• READING PASSAGE:
◇ ◇ ◇

Cooking Prime Rib With Mixed Vegetables

While that impressive prime rib, also called a standing rib roast, is the star of the dinner it looks forlorn all by itself on the dinner table. Surround it with side dishes and vegetables you've cooked with the roast. Choose larger vegetables rather than small ones such as peas and beans. As the roast cooks, the juices and drippings flavor the vegetables, and the vegetables return the favor.

Edible Alliums

  • Onions, leeks, scallions, garlic and shallots are all part of the allium family. While not all allium bulbs are edible, these certainly are. As the prime rib cooks, the onions sweeten and turn a golden hue. Add a few extra onions to the pan and make onion gravy with the pan drippings. Peel the onions and remove the root and stem ends. Cut large onions in quarters. Smaller onions may be left whole. Leeks tend to hide sand and dirt among their layers. Cut off the tough dark green stems and the root end. Slice lengthwise in half and hold the halves under running water to rinse away grit and dirt. Shallots need their skins and roots removed. Cut off the roots of garlic heads, scrub and roast whole.

◇ ◇ ◇

• RECORD LIST:
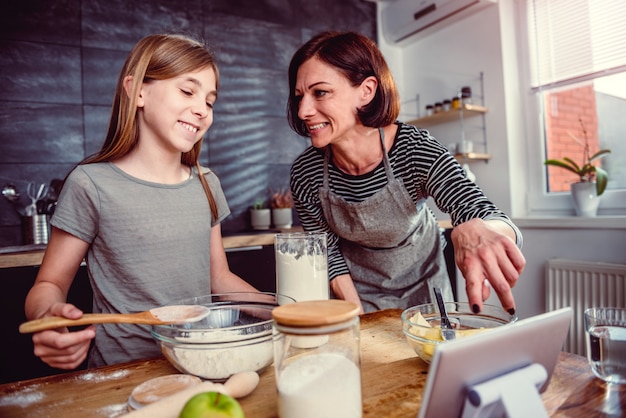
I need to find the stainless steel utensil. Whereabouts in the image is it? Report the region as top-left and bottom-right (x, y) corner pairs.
(2, 184), (20, 203)
(435, 287), (456, 341)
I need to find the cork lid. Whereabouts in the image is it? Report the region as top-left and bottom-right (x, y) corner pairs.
(272, 299), (359, 327)
(128, 374), (202, 410)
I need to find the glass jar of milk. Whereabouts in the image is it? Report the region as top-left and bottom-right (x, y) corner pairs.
(272, 299), (363, 418)
(274, 232), (330, 302)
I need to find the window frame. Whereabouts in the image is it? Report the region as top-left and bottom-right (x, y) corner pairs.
(515, 1), (626, 217)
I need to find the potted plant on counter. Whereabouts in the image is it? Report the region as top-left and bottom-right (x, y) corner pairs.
(544, 118), (611, 217)
(270, 189), (293, 228)
(250, 198), (271, 229)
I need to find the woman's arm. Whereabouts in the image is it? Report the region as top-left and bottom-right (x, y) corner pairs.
(452, 218), (526, 313)
(25, 227), (96, 370)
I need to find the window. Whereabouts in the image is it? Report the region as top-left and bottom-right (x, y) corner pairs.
(524, 0), (626, 213)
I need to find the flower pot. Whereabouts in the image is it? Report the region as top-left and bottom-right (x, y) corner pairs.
(250, 209), (272, 229)
(272, 208), (293, 228)
(571, 182), (600, 218)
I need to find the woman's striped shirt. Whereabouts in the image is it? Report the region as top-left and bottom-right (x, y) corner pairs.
(291, 123), (522, 280)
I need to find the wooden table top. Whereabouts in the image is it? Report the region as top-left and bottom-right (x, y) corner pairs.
(0, 309), (626, 418)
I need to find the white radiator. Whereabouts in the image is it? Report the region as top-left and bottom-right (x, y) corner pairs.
(546, 259), (626, 356)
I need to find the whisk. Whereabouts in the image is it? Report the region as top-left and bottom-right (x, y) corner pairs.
(25, 181), (48, 216)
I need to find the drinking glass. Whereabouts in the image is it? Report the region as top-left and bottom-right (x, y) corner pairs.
(584, 308), (626, 383)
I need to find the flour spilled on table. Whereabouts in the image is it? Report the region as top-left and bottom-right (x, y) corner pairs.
(0, 385), (45, 408)
(78, 370), (130, 382)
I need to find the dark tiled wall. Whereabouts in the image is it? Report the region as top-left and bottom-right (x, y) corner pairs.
(0, 0), (376, 246)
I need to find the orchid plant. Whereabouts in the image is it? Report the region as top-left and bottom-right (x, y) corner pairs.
(544, 118), (611, 196)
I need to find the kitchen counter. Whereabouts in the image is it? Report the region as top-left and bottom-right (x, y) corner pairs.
(0, 309), (626, 418)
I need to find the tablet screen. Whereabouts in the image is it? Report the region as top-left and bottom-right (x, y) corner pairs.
(418, 308), (572, 418)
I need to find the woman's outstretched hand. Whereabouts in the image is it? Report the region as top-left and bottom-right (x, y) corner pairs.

◇ ◇ ◇

• DIRECTIVES:
1. In the prime rib text, what happens to the onions as the roast cooks?
2. From the prime rib text, set down word for word the stretch that begins at the words "Cooking Prime Rib" and stops after "return the favor.".
3. Write the next part of the text on cooking prime rib with vegetables, picking up after its last sentence.
The records aren't needed for any of this.

• ANSWERS FOR THE EXERCISE:
1. They sweeten and turn a golden hue.

2.
Cooking Prime Rib With Mixed Vegetables

While that impressive prime rib, also called a standing rib roast, is the star of the dinner it looks forlorn all by itself on the dinner table. Surround it with side dishes and vegetables you've cooked with the roast. Choose larger vegetables rather than small ones such as peas and beans. As the roast cooks, the juices and drippings flavor the vegetables, and the vegetables return the favor.

3.
Perfect Potatoes

  • Not much goes better with prime rib than roasted potatoes. Make your oven do double duty by roasting the potatoes with the roast. Surprise diners with an assortment of colorful potatoes such as purple fingerlings, baby red potatoes, Yukon gold and even blue potatoes. Scrub the potatoes, but don't peel them -- some varieties of colored potatoes only have the color in the skin, not the flesh. Potatoes only need about an hour of roasting time, so add to the prime rib when it's 60 minutes away from being done. Scatter herbs such as parsley, tarragon or rosemary over the potatoes.

Rowdy Root Vegetables

  • The sweetness of carrots and parsnips complements the strong bold taste of the prime rib. Other root vegetables such as turnips, rutabagas and radishes add a bit of spice. Yes, radishes can be cooked. They become a bit more mellow than when raw. Bright red beets add color to a roasted vegetable medley. Scrub smaller beets well, but don't peel, so the beet doesn't bleed red. Kohlrabi and fennel are quasi-root vegetables, the edible "root" actually grows above ground. Kohlrabi tastes like a cross between green beans and summer squash. Fennel has a licorice taste. Add the vegetables to the roasting pan about an hour before the roast is done.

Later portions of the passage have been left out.